>> START Input records

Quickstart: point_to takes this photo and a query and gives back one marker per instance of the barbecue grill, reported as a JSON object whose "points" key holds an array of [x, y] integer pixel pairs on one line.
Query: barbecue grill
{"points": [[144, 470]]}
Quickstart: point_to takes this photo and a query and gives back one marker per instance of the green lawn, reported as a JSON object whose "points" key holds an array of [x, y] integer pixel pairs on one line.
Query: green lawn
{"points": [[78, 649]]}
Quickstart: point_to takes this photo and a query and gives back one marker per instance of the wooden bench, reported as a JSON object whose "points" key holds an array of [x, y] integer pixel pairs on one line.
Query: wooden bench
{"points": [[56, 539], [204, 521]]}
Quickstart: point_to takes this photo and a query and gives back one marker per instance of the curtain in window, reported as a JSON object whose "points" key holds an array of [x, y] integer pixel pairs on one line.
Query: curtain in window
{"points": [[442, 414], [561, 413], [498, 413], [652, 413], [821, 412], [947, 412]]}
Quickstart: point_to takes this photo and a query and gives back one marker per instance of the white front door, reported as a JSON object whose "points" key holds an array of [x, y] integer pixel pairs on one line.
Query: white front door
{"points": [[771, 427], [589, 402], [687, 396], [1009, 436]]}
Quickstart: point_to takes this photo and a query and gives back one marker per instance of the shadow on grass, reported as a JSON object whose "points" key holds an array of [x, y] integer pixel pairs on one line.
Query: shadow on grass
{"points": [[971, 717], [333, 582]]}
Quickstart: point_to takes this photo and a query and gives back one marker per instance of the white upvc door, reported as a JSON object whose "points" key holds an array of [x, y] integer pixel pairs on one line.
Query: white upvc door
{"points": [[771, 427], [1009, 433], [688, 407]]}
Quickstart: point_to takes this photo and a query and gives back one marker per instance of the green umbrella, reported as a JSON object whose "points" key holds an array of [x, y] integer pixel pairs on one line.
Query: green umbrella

>> END Input records

→ **Prompt**: Write out all of the lines above, keeping every character as it appears.

→ **Exercise solution**:
Quickstart: point_to takes this photo and a query and gives back one marker per instance of the barbecue grill, reported as a JSON object whose "points" key holds an array of [x, y] integer pixel pairs on one line.
Query: barbecue grill
{"points": [[144, 470]]}
Quickstart: point_to takes this photo and a query and gives back one marker per instance of the green lawn, reported as a JSON object whose "points" key holds an array of [x, y] integer pixel pairs on one line.
Query: green lawn
{"points": [[78, 649]]}
Quickstart: point_to takes this photo and a query and gives back one marker per instance of the wooden bench, reported as a JSON object whose "points" key holds an array of [x, y] integer pixel pairs on one line.
Query: wooden bench
{"points": [[56, 539], [204, 521]]}
Quickstart: point_to takes this photo and a query and gives back one marker per instance of the curtain in window, reported as a JSON object whose "points" key holds an array of [x, y] integer pixel pairs on one line.
Query: curtain in window
{"points": [[442, 414], [561, 413], [498, 413], [652, 413], [821, 412], [947, 412]]}
Quickstart: point_to takes this photo and a query and gives back one marker per instance of the white front door, reported as a JSON object whose "points" key holds an array of [x, y] integer pixel pairs on one line.
Query: white front door
{"points": [[771, 427], [589, 402], [687, 396], [1009, 436]]}
Quickstart: point_to takes this photo and a query and gives back one marker per instance of the shadow on grass, reported as a JSON object whose "points" key holds an array of [x, y] integer pixel pairs on one line.
Query: shadow on grass
{"points": [[971, 717], [333, 582]]}
Quickstart: point_to takes this photo and a query and gives back one marker per instance of the white upvc door, reported as a JSON object whose "points" key holds an array of [x, y] integer pixel pairs on one line.
Query: white upvc door
{"points": [[771, 427], [1009, 433], [688, 407]]}
Quickstart: point_to takes this photo and a query and gives back one marker per instance of the green umbrella, reported as a JSON object whose "points" key holds an array of [x, y] integer pixel pairs on one line.
Query: green umbrella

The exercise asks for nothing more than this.